_WORK REQUEST_. I would like every entry below written out exactly.

[Point-per-instance localization data]
━━━━━━━━━━━━━━━━━━━━━━━━━━━━━━

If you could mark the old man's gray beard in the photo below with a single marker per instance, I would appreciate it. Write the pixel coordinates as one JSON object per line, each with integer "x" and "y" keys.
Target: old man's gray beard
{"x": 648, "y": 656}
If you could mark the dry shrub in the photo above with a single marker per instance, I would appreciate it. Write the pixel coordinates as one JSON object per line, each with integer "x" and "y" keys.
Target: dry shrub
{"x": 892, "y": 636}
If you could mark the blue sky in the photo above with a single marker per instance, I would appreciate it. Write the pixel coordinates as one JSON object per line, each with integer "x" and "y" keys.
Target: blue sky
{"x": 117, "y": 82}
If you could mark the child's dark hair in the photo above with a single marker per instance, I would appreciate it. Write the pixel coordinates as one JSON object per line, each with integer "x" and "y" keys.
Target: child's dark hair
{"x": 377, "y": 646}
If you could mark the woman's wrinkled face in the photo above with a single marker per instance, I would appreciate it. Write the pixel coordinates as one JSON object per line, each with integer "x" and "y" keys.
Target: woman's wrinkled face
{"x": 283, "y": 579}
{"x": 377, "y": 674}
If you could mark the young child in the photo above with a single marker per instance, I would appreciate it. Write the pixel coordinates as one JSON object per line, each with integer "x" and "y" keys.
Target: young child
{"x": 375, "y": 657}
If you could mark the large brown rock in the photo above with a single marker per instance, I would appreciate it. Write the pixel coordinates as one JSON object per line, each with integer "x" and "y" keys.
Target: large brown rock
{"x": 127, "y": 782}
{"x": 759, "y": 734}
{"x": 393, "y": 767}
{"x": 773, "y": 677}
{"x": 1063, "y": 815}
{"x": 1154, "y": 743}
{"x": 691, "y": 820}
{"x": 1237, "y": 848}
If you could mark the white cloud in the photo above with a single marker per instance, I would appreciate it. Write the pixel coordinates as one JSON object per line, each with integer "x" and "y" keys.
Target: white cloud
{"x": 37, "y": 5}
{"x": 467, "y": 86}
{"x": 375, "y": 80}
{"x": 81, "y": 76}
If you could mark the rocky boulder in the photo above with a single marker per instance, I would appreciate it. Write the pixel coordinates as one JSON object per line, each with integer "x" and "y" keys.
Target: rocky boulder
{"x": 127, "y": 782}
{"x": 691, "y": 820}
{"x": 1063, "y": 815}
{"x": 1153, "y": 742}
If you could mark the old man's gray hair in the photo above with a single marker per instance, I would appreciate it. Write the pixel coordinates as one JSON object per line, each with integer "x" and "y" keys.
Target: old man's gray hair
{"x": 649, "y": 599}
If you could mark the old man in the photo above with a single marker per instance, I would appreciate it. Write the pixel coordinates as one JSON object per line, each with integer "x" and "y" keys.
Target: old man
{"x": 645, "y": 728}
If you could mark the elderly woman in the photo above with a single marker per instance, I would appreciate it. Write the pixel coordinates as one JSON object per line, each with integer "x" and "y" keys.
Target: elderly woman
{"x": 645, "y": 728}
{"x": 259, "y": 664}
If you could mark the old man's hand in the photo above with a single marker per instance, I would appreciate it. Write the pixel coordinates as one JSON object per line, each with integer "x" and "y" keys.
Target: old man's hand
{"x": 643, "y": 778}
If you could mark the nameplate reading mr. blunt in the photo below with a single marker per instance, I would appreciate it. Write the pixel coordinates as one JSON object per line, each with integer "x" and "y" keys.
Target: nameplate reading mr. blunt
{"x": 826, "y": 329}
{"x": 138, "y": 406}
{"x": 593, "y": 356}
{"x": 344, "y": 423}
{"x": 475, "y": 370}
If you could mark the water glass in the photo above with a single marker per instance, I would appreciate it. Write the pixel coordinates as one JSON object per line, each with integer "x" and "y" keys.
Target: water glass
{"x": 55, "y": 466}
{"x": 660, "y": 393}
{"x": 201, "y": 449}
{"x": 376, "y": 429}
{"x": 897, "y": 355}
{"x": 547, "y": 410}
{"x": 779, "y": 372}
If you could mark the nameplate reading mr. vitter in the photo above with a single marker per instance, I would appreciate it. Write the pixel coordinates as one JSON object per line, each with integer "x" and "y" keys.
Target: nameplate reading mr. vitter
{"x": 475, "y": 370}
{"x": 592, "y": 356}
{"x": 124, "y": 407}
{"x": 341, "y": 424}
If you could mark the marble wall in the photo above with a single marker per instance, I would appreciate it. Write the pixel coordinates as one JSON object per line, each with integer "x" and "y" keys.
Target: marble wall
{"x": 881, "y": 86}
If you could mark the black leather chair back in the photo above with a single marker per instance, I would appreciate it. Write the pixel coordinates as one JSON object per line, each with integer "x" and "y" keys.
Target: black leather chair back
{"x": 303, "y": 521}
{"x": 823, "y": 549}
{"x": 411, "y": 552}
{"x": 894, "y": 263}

━━━━━━━━━━━━━━━━━━━━━━━━━━━━━━

_ANSWER SECTION_.
If you could mark the old man's gray beard in the photo below with a single marker per instance, I would appreciate it. Write the pixel coordinates as one JSON object per line, each with integer "x" and "y" keys.
Target: old man's gray beard
{"x": 648, "y": 656}
If you could mark the dry shrub in the photo above with a single marker per instance, I would appreciate it. Write the pixel coordinates as one JSON object per line, each with integer "x" and "y" keys.
Target: dry shrub
{"x": 892, "y": 636}
If you could mark the blue sky in the photo above with a single marker per instance, I would appreciate it. Write the pixel coordinates as one JSON object per line, each with integer "x" and "y" keys.
Target: blue sky
{"x": 117, "y": 82}
If you could mark the child's dark hair in the photo above with a single marker per instance, I would appreciate it. Write the pixel coordinates as one JSON object per line, each with integer "x" and "y" keys.
Target: child's dark hair
{"x": 377, "y": 646}
If you could mark the woman's wrinkled face in the photo above with a single marker per instance, I would appreciate it. Write the pixel coordinates as one JSON object per line, each with integer "x" and "y" keys.
Target: woman's wrinkled face
{"x": 283, "y": 579}
{"x": 377, "y": 674}
If you could mark the young child in the photo above with a single marker per instance, I would appreciate it. Write the pixel coordinates as one JSON object per line, each with integer "x" and "y" keys.
Target: young child
{"x": 375, "y": 657}
If you could mark the large brown rock in the photo above with a single marker per instance, I would appreciate it. Write the pixel coordinates as one JSON object per line, each with integer "x" and "y" keys.
Target: large brown rock
{"x": 127, "y": 782}
{"x": 759, "y": 734}
{"x": 393, "y": 767}
{"x": 773, "y": 677}
{"x": 1063, "y": 815}
{"x": 1154, "y": 743}
{"x": 691, "y": 820}
{"x": 1237, "y": 848}
If you could mark the white cloud in the photo above with a single marker per instance, I would appreciate it. Write the pixel coordinates as one JSON object per line, each with integer "x" and "y" keys.
Target: white cloud
{"x": 37, "y": 5}
{"x": 467, "y": 86}
{"x": 375, "y": 80}
{"x": 81, "y": 76}
If you could mark the rocky boulder in the photo above with a single marker per instance, I would appreciate it. Write the pixel coordinates as one JSON object per line, each with integer "x" and "y" keys.
Target: rocky boulder
{"x": 127, "y": 782}
{"x": 691, "y": 820}
{"x": 1063, "y": 815}
{"x": 1153, "y": 742}
If you could mark the old man's gray hair in the photo above with a single marker per instance, I would appreciate it. Write the pixel coordinates as one JSON object per line, each with integer "x" and "y" keys.
Target: old man's gray hair
{"x": 649, "y": 599}
If you could mark the old man in the photo above with a single marker per instance, I would appreciate it. Write the pixel coordinates as one JSON object per line, each with integer "x" and "y" keys.
Target: old man
{"x": 645, "y": 728}
If you could mark the elderly woman in the photo above with a single marker per instance, I would appreciate it. Write the pixel coordinates as one JSON object per line, each with integer "x" and "y" keys.
Target: elderly woman
{"x": 645, "y": 728}
{"x": 259, "y": 664}
If you could mark the old man's hand in the photo above with a single marker per instance, I would appreciate it. Write the pixel coordinates as one JSON object per line, each with integer "x" and "y" keys.
Target: old man's hand
{"x": 643, "y": 778}
If you could mark the nameplate reading mr. blunt in the photo below with a single marker per instance, I would appreciate it. Write the pixel coordinates as one JSON object per line, each with integer "x" and "y" keys.
Target: nameplate reading mr. blunt
{"x": 826, "y": 329}
{"x": 138, "y": 406}
{"x": 593, "y": 356}
{"x": 344, "y": 423}
{"x": 475, "y": 370}
If you could mark the water glass in the photo above with a single marker per instance, I would appreciate it. Write the pixel coordinates as one JSON object per line, each with integer "x" and "y" keys.
Target: water glass
{"x": 55, "y": 466}
{"x": 660, "y": 393}
{"x": 201, "y": 449}
{"x": 376, "y": 429}
{"x": 897, "y": 355}
{"x": 547, "y": 410}
{"x": 779, "y": 372}
If you could mark the nameplate reading mr. vitter in the photo above with a single marker per instance, I would appreciate it. Write the pixel coordinates as one JSON object per line, each with integer "x" and "y" keys.
Target: nameplate reading mr. vitter
{"x": 475, "y": 370}
{"x": 592, "y": 356}
{"x": 124, "y": 407}
{"x": 341, "y": 424}
If you could mark the marble wall in the photo above with a single marker per instance, I would appreciate it. Write the pixel coordinates as one JSON object per line, each with integer "x" and "y" keys.
Target: marble wall
{"x": 881, "y": 86}
If you could mark the black leather chair back in the photo above with a single marker per instance, I would appreciate it. Write the pixel coordinates as one JSON object per line, each with integer "x" and "y" keys.
Target: black leather chair back
{"x": 303, "y": 521}
{"x": 823, "y": 549}
{"x": 411, "y": 552}
{"x": 894, "y": 263}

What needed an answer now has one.